◆ DATASET RECORDS ◆

## begin

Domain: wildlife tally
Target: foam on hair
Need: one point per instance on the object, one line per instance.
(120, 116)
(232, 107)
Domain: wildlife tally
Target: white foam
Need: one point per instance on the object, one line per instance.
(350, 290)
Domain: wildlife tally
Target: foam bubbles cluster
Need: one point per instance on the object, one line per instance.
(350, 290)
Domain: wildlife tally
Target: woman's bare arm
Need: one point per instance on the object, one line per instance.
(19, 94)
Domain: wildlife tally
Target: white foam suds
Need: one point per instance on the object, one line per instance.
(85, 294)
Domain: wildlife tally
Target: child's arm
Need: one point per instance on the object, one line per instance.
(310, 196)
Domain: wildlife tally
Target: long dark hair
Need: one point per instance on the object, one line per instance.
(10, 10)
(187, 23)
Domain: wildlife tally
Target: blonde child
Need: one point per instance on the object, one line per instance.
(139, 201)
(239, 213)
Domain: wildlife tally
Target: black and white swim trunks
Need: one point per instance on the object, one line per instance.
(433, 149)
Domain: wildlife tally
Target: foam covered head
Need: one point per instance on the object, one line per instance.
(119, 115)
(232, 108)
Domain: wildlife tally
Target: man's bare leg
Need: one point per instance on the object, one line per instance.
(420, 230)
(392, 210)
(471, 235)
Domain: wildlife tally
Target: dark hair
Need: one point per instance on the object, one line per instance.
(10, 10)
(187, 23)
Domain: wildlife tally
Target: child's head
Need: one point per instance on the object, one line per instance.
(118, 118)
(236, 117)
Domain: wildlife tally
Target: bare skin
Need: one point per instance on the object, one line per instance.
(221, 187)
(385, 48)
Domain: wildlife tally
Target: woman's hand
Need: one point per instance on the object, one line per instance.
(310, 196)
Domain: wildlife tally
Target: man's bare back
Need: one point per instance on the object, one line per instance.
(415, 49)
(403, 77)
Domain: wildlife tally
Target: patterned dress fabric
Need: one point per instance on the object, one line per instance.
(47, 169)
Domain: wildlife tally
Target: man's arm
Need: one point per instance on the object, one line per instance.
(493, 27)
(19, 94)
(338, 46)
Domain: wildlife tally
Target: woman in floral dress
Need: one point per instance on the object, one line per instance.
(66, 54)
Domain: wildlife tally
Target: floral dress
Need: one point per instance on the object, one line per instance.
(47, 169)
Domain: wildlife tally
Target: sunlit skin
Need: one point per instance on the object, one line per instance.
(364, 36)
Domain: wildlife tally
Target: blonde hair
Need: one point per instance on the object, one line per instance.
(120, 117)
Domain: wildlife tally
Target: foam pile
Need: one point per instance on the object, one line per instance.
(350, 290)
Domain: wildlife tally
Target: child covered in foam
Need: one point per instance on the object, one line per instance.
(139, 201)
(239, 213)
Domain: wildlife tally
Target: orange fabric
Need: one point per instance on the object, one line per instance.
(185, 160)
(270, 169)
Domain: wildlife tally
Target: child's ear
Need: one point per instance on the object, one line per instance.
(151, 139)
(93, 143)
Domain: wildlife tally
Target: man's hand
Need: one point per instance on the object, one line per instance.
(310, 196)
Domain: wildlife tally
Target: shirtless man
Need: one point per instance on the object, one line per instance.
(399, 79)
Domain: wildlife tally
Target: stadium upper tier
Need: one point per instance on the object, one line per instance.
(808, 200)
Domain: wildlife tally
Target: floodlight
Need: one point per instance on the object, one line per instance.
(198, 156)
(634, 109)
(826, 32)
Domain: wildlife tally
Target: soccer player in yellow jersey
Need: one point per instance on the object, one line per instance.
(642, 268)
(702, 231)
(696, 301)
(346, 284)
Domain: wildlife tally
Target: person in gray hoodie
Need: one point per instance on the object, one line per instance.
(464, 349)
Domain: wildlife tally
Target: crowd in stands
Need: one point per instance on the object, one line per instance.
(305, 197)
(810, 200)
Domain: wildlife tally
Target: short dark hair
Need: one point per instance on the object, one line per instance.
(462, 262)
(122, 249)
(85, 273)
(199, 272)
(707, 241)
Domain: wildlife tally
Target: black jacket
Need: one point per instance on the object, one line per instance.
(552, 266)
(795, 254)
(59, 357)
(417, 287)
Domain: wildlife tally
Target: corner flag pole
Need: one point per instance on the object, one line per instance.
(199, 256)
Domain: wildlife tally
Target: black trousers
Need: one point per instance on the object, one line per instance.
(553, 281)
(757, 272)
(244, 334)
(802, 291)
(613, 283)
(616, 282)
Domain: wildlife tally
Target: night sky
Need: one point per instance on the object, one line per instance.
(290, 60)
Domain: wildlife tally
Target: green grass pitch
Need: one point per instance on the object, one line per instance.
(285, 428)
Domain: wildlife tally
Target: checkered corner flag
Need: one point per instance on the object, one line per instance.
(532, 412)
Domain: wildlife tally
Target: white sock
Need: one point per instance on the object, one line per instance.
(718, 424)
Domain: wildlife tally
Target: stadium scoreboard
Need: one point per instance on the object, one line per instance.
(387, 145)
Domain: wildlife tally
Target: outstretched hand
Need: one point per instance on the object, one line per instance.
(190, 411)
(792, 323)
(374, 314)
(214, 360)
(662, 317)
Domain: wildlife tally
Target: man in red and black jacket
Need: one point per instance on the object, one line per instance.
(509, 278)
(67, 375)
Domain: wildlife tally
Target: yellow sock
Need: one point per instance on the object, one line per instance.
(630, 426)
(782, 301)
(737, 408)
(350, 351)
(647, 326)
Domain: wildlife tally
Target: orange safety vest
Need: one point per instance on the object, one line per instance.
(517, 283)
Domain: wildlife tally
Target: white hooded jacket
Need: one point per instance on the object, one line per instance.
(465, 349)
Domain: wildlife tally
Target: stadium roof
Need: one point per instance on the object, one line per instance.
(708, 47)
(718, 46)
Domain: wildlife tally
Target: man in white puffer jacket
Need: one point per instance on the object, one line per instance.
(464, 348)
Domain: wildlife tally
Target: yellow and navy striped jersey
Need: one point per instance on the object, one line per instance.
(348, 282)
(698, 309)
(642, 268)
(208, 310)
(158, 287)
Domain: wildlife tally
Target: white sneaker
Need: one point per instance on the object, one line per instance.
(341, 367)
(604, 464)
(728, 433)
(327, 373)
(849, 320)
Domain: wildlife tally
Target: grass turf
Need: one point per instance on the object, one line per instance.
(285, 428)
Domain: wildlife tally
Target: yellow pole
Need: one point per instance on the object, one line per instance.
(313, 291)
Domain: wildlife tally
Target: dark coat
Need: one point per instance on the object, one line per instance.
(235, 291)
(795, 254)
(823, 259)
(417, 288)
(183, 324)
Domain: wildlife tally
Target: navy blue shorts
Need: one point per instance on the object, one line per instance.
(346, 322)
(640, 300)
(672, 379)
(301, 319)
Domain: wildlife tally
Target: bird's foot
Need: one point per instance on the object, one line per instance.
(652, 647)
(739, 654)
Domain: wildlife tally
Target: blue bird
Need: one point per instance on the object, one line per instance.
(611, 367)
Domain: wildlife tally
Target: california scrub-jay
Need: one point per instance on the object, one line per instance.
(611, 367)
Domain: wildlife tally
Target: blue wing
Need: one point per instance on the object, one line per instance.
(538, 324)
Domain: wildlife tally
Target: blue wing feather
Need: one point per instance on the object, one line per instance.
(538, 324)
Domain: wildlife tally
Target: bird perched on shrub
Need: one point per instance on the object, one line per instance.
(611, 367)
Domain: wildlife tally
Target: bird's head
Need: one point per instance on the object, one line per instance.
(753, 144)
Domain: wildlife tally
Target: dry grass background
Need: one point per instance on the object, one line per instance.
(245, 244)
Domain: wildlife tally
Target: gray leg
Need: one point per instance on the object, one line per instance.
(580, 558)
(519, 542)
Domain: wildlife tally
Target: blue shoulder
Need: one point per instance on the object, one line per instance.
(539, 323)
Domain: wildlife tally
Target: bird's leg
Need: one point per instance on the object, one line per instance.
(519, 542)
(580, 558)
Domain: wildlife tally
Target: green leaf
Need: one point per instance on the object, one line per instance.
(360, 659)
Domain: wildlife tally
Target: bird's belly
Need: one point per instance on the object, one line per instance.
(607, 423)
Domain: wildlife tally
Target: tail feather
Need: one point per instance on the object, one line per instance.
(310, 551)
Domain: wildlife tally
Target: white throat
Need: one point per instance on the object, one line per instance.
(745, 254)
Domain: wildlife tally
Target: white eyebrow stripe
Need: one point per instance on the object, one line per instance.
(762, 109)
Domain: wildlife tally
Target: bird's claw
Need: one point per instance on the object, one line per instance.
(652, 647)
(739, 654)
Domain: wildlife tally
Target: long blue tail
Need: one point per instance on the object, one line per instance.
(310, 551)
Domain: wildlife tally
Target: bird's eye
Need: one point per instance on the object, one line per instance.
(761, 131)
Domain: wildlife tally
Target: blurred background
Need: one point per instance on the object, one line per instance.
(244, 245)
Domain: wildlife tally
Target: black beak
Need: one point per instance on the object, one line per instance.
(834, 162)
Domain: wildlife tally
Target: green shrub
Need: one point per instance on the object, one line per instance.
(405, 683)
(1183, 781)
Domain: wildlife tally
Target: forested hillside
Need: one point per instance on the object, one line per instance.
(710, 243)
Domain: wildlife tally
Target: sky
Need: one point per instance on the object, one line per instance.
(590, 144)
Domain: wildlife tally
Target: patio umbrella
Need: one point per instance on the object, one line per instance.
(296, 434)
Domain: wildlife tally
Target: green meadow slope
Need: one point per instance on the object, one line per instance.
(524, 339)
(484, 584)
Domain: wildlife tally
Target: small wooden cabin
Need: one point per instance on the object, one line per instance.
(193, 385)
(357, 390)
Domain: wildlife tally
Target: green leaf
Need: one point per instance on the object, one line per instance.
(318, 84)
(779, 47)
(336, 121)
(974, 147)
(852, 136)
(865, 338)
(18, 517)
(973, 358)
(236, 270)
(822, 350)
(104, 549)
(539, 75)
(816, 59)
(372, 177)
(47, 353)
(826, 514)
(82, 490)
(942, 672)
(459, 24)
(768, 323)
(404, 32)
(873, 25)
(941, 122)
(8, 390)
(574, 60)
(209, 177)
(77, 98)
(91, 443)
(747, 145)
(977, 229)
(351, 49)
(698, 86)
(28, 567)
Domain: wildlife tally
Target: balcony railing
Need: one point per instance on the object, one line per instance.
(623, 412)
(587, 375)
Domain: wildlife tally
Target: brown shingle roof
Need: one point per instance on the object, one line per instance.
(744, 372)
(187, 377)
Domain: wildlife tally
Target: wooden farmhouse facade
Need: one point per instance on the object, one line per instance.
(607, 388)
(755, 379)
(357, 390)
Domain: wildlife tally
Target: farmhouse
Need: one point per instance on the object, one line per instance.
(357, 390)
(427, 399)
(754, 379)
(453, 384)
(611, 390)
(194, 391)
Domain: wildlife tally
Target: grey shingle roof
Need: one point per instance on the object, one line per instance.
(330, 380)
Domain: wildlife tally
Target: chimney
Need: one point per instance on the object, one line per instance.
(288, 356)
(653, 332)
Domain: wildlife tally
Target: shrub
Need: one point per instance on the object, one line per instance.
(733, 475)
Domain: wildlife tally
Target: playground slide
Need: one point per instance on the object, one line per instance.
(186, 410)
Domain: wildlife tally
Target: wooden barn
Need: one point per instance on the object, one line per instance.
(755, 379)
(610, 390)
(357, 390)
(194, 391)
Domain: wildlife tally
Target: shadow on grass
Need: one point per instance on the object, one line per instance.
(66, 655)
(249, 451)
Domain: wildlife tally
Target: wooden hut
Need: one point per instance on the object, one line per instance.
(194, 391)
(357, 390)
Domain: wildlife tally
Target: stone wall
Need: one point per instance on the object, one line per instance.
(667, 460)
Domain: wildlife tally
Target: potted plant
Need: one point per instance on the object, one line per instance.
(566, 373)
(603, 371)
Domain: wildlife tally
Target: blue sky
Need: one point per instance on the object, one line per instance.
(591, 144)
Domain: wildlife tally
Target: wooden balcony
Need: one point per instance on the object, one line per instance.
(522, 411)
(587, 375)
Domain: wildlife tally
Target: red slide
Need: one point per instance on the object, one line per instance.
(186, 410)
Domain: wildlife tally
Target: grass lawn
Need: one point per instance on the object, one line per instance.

## end

◆ DIRECTIONS FOR THIS TASK ◆
How many of the lines above contain the word "head"? Reply with the number alone.

◆ SOLUTION TO THIS EXERCISE ◆
3